Problem requirements> Output as a two-column CSV with the headers "instruction" and "points" the entries beginning at the line that contains "stripe and record integer pixel coordinates." and continuing through the last entry. Each row should hold one entry's text and its answer, each in a single quoted field, with any line breaks replaced by spaces.
[begin Provided material]
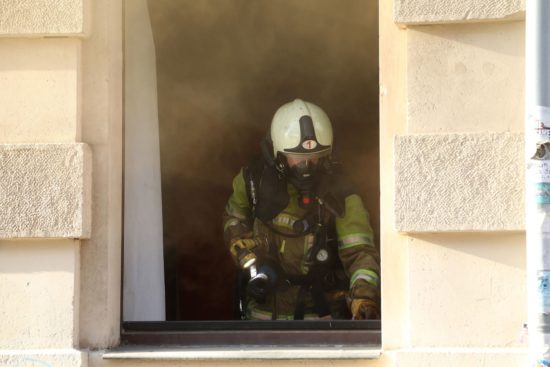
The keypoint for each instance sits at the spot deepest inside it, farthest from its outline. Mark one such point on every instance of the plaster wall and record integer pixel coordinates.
(453, 11)
(459, 182)
(39, 287)
(39, 94)
(32, 18)
(465, 78)
(464, 85)
(467, 290)
(46, 190)
(102, 129)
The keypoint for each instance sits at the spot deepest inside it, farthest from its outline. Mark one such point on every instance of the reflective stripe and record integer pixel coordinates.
(282, 250)
(284, 220)
(355, 239)
(368, 275)
(234, 212)
(231, 222)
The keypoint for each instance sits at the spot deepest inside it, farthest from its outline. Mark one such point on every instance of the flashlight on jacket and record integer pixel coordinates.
(245, 257)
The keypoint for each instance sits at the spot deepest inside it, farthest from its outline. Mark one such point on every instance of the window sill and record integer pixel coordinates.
(150, 353)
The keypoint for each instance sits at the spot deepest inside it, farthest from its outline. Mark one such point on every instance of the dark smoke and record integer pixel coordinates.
(224, 67)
[end Provided material]
Complete output>
instruction,points
"The keypoint for each instance sits at the spot deepest inside it, farthest from its outline. Mark one such point on every instance of the reflective stripe and record integer pixel coordinates.","(282, 250) (284, 220) (355, 239) (368, 275) (234, 212) (231, 222)"
"The keypoint for each instance sits at the spot deepest inside it, farthest from its outline. Mark one such point on every instance of the flashlight on jacket and record integer pixel coordinates.","(245, 257)"
"The keypoint for each instance sits at the spot deepest inside it, farthest from its outline. Mark one such point on every instance of the window sill and record integer pixel coordinates.","(150, 353)"
"The keypoint for each instance sits at the spot deepest inside it, farthest from its outline. Mark one such point on every instance of the dark smoke and record integer pixel coordinates.","(224, 67)"